--- Textauszug ---

Lassen sich Zerstörung und Raub überhaupt verhindern?
Sie lassen sich nicht vollständig verhindern, aber wir müssen noch viel mehr dagegen tun als bisher. Palmyra und die anderen Zerstörungen in den letzten Jahren haben uns alle wachgerüttelt. Wir müssen international viel stärker zusammenarbeiten. Es braucht international abgesprochene Notfallpläne. Wir müssen noch stärker darauf achten: Was könnte passieren? In welchen Regionen haben wir aktuell kriegerische Auseinandersetzungen? Wo müssen wir sie möglicherweise erwarten? Wie können wir Weltkulturerbestätten besser sichern?

Es geht in erster Linie immer darum, Menschenleben zu retten. Aber an zweiter Stelle geht es dann auch darum, die kulturellen Artefakte einer Gesellschaft zu bewahren. Während sich Organisationen wie das Rote Kreuz oder der Rote Halbmond in Kriegszeiten um Menschen kümmern, muss es auch eine Organisation geben, die mit den notwendigen Ressourcen ausgestattet ist, um sich wirksam um Kunst und Kultur zu kümmern.

Wie groß ist der Markt für geraubte Kunst?
Es ist ein großer, internationaler Markt. Es gibt genügend Menschen, die bereit sind, für solche Unikate viel Geld auszugeben. Jemand, der aus illegalen Quellen archäologische Kunstwerke ankauft, ist bereit, das Verbrechen zu unterstützen und wird selbst zum Verbrecher.

Wer kauft illegal eingeführte Kunst?
In vielen von uns liegt diese obsessive Lust, bestimmte Stücke besitzen zu wollen. Auch ich bin Sammler und gebe mich der Lust hin, Kunstwerke zu kaufen. Aber es gibt eine rechtliche und eine zivilisatorische Grenze. Ich darf nicht dieser Obsession vollkommen erliegen. Ich darf mich ihr nicht ausliefern. Spätestens dann muss Schluss sein, wenn es sich um illegale, geraubte Stücke handelt. Diese Diskussion müssen wir viel offener führen.

---

Arbeitsauftrag ▸
Gib aus dem Interviewauszug alles ab „Lassen sich Zerstörung“ bis einschließlich „Weltkulturerbestätten besser sichern?“ wortgetreu aus. Das anschließende Material hat mit dem Interviewauszug über den Schutz von Kulturgütern nichts zu tun.

--- Angezeigte Daten ---

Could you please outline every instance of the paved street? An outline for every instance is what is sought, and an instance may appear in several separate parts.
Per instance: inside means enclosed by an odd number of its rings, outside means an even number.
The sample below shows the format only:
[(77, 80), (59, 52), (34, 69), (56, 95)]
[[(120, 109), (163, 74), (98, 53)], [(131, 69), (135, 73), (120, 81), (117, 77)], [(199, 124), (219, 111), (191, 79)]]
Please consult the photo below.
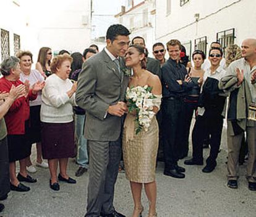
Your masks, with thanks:
[[(186, 166), (186, 177), (179, 180), (163, 175), (163, 164), (158, 163), (156, 170), (158, 183), (157, 211), (158, 217), (175, 216), (230, 216), (255, 217), (256, 192), (250, 191), (245, 177), (245, 165), (240, 166), (239, 189), (226, 187), (225, 161), (226, 147), (223, 133), (222, 150), (218, 159), (218, 166), (211, 174), (202, 172), (201, 166)], [(33, 152), (35, 148), (33, 148)], [(207, 155), (208, 150), (205, 151)], [(33, 153), (35, 156), (35, 153)], [(184, 166), (183, 160), (181, 166)], [(75, 177), (77, 168), (73, 160), (70, 160), (69, 174)], [(77, 179), (77, 184), (61, 182), (59, 192), (49, 187), (48, 170), (38, 168), (33, 174), (38, 181), (28, 184), (28, 193), (11, 192), (4, 202), (4, 217), (82, 217), (86, 207), (88, 174)], [(119, 173), (116, 185), (115, 206), (127, 216), (132, 211), (132, 199), (129, 184), (124, 173)], [(143, 216), (147, 216), (148, 206), (145, 194)]]

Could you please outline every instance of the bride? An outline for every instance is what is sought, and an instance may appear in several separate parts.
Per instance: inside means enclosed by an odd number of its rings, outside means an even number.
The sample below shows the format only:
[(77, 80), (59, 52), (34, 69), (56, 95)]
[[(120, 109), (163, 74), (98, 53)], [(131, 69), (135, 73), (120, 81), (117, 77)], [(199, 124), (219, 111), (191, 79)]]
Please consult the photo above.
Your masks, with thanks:
[[(158, 77), (145, 69), (145, 50), (143, 47), (135, 45), (129, 46), (126, 54), (126, 65), (132, 69), (134, 73), (129, 80), (128, 88), (145, 85), (151, 87), (151, 93), (156, 97), (153, 100), (153, 111), (156, 114), (161, 104), (162, 88)], [(143, 210), (141, 202), (143, 184), (149, 202), (148, 217), (156, 217), (155, 168), (158, 147), (158, 126), (155, 115), (148, 130), (142, 130), (136, 134), (134, 129), (135, 114), (134, 113), (127, 114), (123, 133), (126, 175), (130, 181), (134, 203), (132, 217), (142, 216)]]

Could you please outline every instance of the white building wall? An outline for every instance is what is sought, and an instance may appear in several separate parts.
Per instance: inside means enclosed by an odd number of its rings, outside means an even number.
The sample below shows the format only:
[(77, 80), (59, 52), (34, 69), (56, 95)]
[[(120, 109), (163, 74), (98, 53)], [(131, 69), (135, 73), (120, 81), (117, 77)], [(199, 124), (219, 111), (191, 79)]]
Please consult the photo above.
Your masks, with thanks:
[[(137, 7), (142, 2), (144, 4)], [(152, 46), (155, 42), (155, 14), (151, 12), (155, 9), (155, 1), (134, 1), (134, 8), (130, 11), (130, 7), (126, 8), (124, 14), (119, 17), (119, 22), (131, 32), (130, 38), (140, 36), (145, 40), (146, 46), (149, 51), (149, 56), (152, 56)], [(127, 1), (126, 2), (127, 6)], [(147, 10), (147, 22), (143, 17), (144, 10)], [(131, 20), (133, 19), (134, 25), (131, 25)]]
[[(181, 7), (179, 1), (171, 1), (171, 10), (166, 15), (166, 1), (156, 1), (156, 40), (166, 43), (171, 39), (182, 43), (207, 36), (208, 48), (216, 41), (217, 32), (235, 28), (234, 43), (241, 45), (247, 38), (255, 38), (255, 1), (190, 0)], [(199, 13), (198, 22), (195, 14)]]
[(0, 28), (10, 32), (11, 55), (14, 33), (20, 36), (21, 49), (32, 52), (34, 62), (42, 46), (82, 52), (90, 44), (91, 0), (1, 0), (0, 8)]
[[(10, 55), (14, 55), (14, 34), (20, 35), (20, 38), (22, 37), (24, 16), (20, 10), (20, 7), (15, 4), (12, 1), (1, 0), (0, 1), (0, 8), (1, 9), (0, 12), (0, 29), (4, 29), (9, 32)], [(1, 48), (0, 46), (0, 61), (1, 57)]]

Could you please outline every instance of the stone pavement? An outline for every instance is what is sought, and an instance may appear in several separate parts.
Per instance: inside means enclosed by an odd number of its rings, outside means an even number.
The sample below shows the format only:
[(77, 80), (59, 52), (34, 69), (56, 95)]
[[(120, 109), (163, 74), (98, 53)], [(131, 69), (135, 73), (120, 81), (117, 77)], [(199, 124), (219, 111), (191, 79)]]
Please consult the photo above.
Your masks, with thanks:
[[(240, 166), (239, 188), (226, 186), (226, 133), (223, 132), (218, 165), (211, 174), (202, 172), (202, 166), (184, 166), (186, 177), (176, 179), (163, 174), (163, 163), (156, 169), (158, 185), (157, 212), (158, 217), (255, 217), (256, 192), (250, 191), (245, 180), (245, 165)], [(35, 157), (35, 147), (33, 156)], [(205, 155), (208, 153), (205, 150)], [(74, 160), (69, 164), (69, 174), (75, 177), (77, 165)], [(86, 207), (88, 174), (77, 177), (75, 185), (61, 182), (61, 190), (54, 192), (49, 187), (48, 169), (38, 168), (32, 174), (38, 181), (28, 184), (31, 190), (27, 193), (11, 192), (3, 202), (4, 217), (82, 217)], [(129, 183), (124, 173), (119, 173), (116, 185), (114, 204), (116, 210), (130, 216), (133, 210)], [(147, 216), (147, 200), (143, 194), (143, 216)]]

---

Gelöste Aufgabe ▸
Lassen sich Zerstörung und Raub überhaupt verhindern?
Sie lassen sich nicht vollständig verhindern, aber wir müssen noch viel mehr dagegen tun als bisher. Palmyra und die anderen Zerstörungen in den letzten Jahren haben uns alle wachgerüttelt. Wir müssen international viel stärker zusammenarbeiten. Es braucht international abgesprochene Notfallpläne. Wir müssen noch stärker darauf achten: Was könnte passieren? In welchen Regionen haben wir aktuell kriegerische Auseinandersetzungen? Wo müssen wir sie möglicherweise erwarten? Wie können wir Weltkulturerbestätten besser sichern?